● Work to be completed
Exactly reproduce the lines from the line that has "of the tall" down to the last line of the entries, inclusive.

-------- Extracted data

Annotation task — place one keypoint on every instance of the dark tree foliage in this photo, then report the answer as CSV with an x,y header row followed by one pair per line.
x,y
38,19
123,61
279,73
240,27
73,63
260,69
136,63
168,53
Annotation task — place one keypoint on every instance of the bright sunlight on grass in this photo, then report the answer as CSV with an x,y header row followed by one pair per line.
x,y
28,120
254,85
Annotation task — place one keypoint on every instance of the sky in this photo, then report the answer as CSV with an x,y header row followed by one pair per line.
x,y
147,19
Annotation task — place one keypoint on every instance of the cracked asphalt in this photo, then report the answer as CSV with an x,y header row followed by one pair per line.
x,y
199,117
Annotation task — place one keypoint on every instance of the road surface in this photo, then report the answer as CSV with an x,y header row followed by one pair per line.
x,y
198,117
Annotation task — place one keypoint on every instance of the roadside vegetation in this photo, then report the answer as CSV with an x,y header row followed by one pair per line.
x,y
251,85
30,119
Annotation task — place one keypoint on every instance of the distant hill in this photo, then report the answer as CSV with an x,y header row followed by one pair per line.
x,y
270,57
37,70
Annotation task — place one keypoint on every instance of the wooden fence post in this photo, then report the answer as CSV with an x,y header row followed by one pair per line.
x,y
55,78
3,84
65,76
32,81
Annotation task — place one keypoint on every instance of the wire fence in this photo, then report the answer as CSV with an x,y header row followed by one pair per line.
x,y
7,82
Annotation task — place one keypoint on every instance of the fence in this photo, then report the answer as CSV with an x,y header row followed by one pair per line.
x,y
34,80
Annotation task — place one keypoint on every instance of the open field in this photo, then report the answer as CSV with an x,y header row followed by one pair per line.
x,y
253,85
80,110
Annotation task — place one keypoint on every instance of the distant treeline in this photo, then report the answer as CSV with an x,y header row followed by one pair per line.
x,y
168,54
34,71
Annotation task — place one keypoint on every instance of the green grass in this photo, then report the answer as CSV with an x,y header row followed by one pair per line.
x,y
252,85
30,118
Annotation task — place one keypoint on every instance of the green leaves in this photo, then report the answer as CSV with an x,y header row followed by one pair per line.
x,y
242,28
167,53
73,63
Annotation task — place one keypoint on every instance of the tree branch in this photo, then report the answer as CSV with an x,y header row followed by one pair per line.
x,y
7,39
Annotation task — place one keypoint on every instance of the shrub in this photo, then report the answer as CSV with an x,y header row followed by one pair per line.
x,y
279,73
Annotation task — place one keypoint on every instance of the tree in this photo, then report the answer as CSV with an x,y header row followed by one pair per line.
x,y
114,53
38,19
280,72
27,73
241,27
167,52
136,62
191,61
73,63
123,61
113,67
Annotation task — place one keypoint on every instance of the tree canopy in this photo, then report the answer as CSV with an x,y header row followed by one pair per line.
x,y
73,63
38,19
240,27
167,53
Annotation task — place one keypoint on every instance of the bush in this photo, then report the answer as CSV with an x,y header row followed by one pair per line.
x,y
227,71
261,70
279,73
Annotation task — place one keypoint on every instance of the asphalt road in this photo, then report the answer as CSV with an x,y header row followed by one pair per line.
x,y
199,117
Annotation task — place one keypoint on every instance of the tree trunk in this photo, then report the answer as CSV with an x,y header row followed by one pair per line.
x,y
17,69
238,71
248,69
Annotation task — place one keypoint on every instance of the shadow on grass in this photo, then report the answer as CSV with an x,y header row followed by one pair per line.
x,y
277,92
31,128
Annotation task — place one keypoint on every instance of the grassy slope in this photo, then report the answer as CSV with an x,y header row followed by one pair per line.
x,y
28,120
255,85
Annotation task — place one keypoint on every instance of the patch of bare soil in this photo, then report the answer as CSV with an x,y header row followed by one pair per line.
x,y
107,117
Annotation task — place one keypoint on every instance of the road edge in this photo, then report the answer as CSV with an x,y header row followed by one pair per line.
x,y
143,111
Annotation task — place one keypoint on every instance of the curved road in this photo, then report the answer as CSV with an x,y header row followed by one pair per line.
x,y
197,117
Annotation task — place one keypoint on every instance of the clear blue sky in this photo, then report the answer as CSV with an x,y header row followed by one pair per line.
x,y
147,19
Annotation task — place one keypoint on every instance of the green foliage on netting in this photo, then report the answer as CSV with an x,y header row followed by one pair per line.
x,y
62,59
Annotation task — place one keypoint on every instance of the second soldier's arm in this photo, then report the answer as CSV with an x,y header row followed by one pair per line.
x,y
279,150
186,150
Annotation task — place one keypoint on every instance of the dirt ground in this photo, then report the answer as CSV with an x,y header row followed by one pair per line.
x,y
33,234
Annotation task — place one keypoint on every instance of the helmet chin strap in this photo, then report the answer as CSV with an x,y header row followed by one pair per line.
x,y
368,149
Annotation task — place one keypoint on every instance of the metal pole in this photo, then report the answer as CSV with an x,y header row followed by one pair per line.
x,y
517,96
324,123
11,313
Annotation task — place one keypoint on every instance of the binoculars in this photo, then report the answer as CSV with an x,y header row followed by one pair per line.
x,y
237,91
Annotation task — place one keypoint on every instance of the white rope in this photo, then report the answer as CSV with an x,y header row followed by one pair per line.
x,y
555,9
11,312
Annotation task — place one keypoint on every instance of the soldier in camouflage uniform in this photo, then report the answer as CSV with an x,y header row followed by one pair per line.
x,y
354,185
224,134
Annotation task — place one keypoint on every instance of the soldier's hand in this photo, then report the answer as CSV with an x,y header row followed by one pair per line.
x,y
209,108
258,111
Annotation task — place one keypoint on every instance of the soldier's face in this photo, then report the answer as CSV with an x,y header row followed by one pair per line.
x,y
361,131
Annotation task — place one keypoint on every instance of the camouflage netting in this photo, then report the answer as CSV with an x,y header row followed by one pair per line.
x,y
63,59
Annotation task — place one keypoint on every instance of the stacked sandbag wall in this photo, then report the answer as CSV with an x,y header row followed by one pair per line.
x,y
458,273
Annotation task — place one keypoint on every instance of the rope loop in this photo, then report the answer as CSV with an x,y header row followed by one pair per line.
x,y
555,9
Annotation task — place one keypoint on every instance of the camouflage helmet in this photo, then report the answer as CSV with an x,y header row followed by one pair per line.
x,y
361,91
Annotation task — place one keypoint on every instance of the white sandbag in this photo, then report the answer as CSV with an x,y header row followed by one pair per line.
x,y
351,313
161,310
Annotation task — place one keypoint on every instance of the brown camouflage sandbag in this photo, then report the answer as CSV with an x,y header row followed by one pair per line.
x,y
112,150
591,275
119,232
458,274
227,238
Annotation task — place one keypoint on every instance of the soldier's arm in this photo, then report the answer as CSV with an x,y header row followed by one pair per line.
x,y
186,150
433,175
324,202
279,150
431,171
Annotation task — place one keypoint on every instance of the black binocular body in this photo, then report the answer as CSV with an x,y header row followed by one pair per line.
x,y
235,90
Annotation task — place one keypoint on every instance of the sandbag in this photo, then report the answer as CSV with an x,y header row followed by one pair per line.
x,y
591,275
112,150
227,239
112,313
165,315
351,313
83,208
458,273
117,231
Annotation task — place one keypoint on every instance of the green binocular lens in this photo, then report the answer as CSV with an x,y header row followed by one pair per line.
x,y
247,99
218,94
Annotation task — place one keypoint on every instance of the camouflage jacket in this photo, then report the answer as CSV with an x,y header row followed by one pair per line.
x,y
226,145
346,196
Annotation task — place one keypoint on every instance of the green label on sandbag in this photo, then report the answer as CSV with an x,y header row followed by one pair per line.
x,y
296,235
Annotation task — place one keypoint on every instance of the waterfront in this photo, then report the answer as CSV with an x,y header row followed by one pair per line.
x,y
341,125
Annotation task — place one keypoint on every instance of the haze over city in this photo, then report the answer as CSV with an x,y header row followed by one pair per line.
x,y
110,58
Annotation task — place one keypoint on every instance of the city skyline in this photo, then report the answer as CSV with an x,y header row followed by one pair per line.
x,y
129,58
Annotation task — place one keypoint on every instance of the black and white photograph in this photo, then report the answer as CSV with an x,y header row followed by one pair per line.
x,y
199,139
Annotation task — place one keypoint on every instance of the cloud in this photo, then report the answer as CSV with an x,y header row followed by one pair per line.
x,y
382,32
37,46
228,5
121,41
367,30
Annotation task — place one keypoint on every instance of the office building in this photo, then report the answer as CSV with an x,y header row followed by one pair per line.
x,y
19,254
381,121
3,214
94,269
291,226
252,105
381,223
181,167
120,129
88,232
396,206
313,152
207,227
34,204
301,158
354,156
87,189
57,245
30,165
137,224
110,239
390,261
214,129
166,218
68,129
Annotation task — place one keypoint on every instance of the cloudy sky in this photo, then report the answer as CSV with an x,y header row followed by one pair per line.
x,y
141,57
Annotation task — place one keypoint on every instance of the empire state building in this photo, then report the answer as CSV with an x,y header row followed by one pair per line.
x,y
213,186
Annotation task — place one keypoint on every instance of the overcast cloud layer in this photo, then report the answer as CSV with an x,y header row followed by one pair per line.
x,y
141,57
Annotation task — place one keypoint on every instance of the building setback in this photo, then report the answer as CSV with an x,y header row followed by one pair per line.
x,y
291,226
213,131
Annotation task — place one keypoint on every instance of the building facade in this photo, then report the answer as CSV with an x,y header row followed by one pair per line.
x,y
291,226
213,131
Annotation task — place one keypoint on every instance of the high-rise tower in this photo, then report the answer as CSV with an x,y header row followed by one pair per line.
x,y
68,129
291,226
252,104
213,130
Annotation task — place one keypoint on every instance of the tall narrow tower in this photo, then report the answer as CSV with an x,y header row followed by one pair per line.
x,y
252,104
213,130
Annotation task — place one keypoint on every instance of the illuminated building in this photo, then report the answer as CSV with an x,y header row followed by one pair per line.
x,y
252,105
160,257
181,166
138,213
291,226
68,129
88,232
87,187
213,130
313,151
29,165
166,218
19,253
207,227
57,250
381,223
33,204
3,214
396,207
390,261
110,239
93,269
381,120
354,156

----------------

● Result below
Annotation task — place one keypoint on every instance of the tall narrow tower in this photo, then report the answer as CSV with an x,y header row followed by one pair per line.
x,y
252,104
213,130
Annotation task — place one keypoint on every instance of the illuminated building in this photo, then report the answer as CSV with an x,y header row followed by one pair per line.
x,y
252,105
160,257
181,166
138,213
291,226
68,129
88,232
87,187
213,130
313,151
29,165
166,218
19,253
207,227
57,250
381,223
33,204
3,214
396,207
390,261
110,239
93,269
381,120
354,156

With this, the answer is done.